▶ [The exercise]
Please copy everything from the line containing "Q: Provide one point on every instance of the book" down to the end of the items below, keeping every character unchanged.

(Dataset entries)
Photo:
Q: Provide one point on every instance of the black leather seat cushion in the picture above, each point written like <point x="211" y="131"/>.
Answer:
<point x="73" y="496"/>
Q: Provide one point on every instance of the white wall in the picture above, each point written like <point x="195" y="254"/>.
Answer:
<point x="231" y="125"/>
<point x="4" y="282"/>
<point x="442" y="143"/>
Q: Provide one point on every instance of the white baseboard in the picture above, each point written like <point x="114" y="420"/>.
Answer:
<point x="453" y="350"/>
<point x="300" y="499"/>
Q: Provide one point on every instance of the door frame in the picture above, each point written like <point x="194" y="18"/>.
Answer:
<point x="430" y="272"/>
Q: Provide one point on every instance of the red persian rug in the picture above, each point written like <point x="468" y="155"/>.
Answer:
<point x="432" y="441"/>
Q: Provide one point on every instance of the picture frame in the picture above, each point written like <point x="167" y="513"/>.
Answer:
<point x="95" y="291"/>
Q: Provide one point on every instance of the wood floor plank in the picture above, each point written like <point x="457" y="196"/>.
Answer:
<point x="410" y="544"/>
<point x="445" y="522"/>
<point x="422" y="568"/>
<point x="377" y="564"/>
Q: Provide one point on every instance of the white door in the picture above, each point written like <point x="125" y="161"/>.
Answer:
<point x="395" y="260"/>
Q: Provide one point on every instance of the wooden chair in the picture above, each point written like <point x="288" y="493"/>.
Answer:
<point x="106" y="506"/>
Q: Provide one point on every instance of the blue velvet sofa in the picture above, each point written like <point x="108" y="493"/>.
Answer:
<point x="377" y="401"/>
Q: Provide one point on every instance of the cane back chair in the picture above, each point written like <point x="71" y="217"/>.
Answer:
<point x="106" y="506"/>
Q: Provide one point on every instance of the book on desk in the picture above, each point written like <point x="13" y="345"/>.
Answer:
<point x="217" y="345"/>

▶ [Task answer]
Q: Provide one point on every instance of the book on desk in the picture above, each point written like <point x="13" y="345"/>.
Answer:
<point x="217" y="345"/>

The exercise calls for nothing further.